--- EXTRACT ---
Joining me this morning are Avista Corp. Chairman of the Board and CEO, Scott Morris; Senior Vice President and CFO, Mark Thies; Vice President, External Affairs and Chief Customer Officer, Kevin Christie; and Vice President and Controller, Ryan Krasselt.
I would like to remind everyone that some of the statements that will be made today are forward-looking statements and involve assumptions, risks and uncertainties, which are subject to change. For reference to the various factors which could cause actual results to differ materially from those discussed in today's call, please refer to our 10-K for 2018 and 10-Q for the first quarter of 2019, which are available on our website.
To begin this presentation, I would like to recap the financial results presented in today's press release. Our consolidated earnings for the first quarter of 2019 were $1.76 per diluted share compared to $0.83 for the first quarter of 2018.
Now I'll turn the discussion over to Scott.
Thank you, John, and congratulations on your new role as the Manager of Investor Relations.
I'm excited that we recently announced the goal to serve our customers with 100% clean electricity by 2045 and have a carbon-neutral supply of electricity by the end of 2027. This commitment bolsters our long-standing history of providing clean, reliable and affordable energy to the customers and communities that we serve. We announced this 100% clean electricity goal as an important step forward in caring for our environment while continuing to meet the energy needs of our customers and communities today and well into the future.
We've already begun working toward our goal because in the last 3 years, we've implemented 3 renewable energy projects on behalf of our customers, 2 solar projects and 1 wind project, all located in Washington State. In addition, last week we announced an agreement with the California Independent System Operator to participate in the Western Energy Imbalance Market, which furthers our commitment to integrate renewable energy into our electric generation resource mix. We expect to begin implementing new processes to enable participation in the EIM in the second half of 2019, and we expect to be full participants in the market by April of 2022.
In late April, the Washington State Legislature passed Senate Bill 5116. The bill establishes 3 standards applicable to us. First, on or before December 31, 2025, we'll no longer be allowed to use output from coal strip to serve loads in Washington. Second, by January 1, 2030, we must serve no less than 80% of our load with conservation and renewable and non-emitting generation. And three, by January 1, 2045, we must serve our entire load with renewable and non-emitting resources.
The legislation also contains provisions that we believe provide the Washington Commission tools for constructive regulatory decisions that may allow us to reduce regulatory lag while providing more future rate certainty for customers.
--- EXCERPTED RECORDS ---
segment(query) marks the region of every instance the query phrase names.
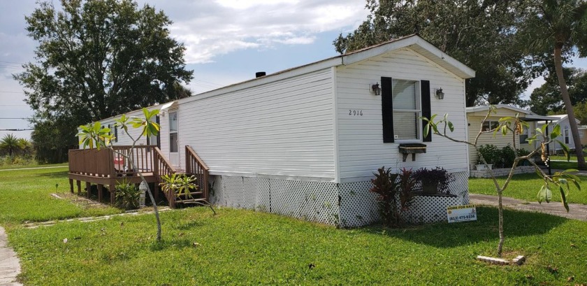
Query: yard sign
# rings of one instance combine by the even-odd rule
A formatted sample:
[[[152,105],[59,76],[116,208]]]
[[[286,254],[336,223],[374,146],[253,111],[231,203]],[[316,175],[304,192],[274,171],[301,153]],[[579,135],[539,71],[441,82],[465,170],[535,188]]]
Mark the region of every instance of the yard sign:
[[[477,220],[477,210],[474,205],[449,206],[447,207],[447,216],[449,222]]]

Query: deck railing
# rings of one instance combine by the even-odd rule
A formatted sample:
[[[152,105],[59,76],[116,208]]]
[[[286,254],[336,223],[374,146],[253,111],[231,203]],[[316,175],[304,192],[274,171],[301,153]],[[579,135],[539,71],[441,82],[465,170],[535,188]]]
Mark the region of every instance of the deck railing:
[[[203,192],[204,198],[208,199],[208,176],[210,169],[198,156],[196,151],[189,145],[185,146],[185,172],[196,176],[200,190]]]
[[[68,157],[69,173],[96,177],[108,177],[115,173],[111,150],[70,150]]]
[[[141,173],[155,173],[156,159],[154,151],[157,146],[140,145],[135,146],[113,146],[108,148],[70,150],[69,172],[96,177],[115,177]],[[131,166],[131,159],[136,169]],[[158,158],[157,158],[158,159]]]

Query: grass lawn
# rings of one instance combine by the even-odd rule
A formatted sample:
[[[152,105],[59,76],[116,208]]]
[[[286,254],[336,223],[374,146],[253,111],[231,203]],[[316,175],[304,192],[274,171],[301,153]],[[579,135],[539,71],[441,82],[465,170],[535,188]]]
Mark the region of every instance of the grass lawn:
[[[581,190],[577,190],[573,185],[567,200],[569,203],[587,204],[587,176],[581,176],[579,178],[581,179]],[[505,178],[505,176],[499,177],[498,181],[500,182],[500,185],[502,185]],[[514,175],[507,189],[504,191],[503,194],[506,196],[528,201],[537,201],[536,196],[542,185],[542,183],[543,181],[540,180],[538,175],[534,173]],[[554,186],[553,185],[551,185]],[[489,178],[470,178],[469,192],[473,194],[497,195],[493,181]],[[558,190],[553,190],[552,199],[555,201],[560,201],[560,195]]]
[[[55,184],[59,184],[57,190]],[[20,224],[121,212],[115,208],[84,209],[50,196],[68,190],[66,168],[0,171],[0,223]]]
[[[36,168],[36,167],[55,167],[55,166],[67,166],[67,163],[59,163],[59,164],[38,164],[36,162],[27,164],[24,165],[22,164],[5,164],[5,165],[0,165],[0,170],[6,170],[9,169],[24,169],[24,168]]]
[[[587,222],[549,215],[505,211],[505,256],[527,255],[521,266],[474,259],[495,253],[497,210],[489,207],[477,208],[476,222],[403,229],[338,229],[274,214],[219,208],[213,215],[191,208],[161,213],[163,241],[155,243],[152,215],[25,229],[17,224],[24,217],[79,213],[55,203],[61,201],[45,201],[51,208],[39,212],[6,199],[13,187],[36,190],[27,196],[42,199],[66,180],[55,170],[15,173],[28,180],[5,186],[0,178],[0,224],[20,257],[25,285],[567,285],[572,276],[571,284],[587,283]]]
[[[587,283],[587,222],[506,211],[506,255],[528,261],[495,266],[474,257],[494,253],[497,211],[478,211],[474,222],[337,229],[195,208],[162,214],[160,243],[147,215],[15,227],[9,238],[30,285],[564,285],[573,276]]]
---
▸ PROBLEM 1:
According to the Avista earnings call, what were consolidated earnings per diluted share for the first quarter of 2019?
▸ PROBLEM 2:
Resume the Avista earnings call transcript after its last sentence.

▸ EXERCISE ANSWER 1:
$1.76 per diluted share.

▸ EXERCISE ANSWER 2:
With regards to our quarterly results, our consolidated earnings were below our expectations for the first quarter. However, we remain on track to meet our guidance for the full year. Our first quarter 2019 earnings were positively impacted by the receipt of the termination fee from Hydro One.
AEL&P and our other businesses each had a good start to the year. In addition, we're excited to announce that during April, we sold our subsidiary, METALfx, for the net proceeds of about $17 million, and we expect to recognize a net gain of about $2.4 million during the second quarter of this transaction. We want to thank the entire team at METALfx as it has been great to work with them over the past 20-plus years, and we wish them well into the future.
Regarding regulatory matters, on April 30, we filed general rate cases in Washington that are 2-year rate plans. If approved, the electric general rate request is designed to increase annual base revenues by $45.8 million effective April 1, 2020, and $18.9 million effective April 1, 2021. For natural gas, if approved, the general rate case is designed to increase annual base revenues by $12.9 million effective April 1, 2020, and $6.5 million effective April 1, 2021. The electric and natural gas rate requests are based on our proposed rate of return on rate basis of 7.52% with a common equity ratio of 50% and a 9.9% return on equity.
We also filed general rate cases in Oregon in March. And if approved, the request is designed to increase annual base revenues by $6.7 million. The request is based on a proposed rate of return on rate base of 7.55% with a common equity ratio of 50% and a 9.9% return on equity. We are evaluating filing in Idaho in the second quarter.
The purpose of all our general rate cases requests is to recover the costs associated with our capital investments to replace aging infrastructure and for reliability, resiliency and technology improvements.
So now I'll turn it over to Mark.
Thanks, Scott, and good morning, everyone. With my normal Blackhawks comment, we didn't make the playoffs for a second year in a row. But to make -- pour salt on the wound, when we go down to AGA, I will have to wear a garish New York Rangers tie, so that's going to really hurt. So if I see any of you down there, please don't comment.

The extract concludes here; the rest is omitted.